── Records for the exercise ──

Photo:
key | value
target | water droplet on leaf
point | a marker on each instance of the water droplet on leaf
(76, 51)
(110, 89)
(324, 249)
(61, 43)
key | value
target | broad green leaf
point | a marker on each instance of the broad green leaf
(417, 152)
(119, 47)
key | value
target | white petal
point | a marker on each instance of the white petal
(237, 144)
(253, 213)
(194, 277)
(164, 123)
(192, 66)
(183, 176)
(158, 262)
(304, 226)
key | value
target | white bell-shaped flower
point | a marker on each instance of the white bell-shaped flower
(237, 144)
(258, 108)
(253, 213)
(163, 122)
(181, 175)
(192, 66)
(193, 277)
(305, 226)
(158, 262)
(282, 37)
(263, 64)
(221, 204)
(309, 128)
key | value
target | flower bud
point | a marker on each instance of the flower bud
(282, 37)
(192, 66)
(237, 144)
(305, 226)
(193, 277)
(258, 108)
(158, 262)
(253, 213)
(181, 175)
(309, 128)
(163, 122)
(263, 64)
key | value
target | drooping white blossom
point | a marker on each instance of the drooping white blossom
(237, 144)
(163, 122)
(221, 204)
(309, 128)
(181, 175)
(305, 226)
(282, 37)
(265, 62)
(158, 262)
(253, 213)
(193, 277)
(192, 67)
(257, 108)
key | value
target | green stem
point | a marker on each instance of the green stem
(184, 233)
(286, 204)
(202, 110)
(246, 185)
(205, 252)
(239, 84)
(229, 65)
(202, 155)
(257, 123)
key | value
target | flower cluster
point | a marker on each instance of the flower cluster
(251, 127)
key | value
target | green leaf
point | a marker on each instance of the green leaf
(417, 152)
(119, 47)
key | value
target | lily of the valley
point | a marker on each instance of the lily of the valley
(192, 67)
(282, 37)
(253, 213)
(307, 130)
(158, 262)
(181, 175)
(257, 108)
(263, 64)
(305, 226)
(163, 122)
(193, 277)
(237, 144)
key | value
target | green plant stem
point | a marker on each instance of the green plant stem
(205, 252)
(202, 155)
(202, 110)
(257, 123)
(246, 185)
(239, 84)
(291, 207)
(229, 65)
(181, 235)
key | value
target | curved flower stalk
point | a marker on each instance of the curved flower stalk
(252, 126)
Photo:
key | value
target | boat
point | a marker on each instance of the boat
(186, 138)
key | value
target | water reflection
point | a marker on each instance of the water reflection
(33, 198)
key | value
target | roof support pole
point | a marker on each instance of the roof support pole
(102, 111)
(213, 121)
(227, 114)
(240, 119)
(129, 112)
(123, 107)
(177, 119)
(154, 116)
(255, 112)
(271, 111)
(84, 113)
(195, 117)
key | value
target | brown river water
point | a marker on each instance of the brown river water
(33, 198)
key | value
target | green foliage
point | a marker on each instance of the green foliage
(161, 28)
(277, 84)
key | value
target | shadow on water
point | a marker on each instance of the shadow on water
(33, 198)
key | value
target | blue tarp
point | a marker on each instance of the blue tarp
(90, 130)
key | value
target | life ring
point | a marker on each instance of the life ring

───

Directions
Working through the records, copy each line in which the word "life" appears.

Finished task
target | life ring
point | a marker on each instance of the life ring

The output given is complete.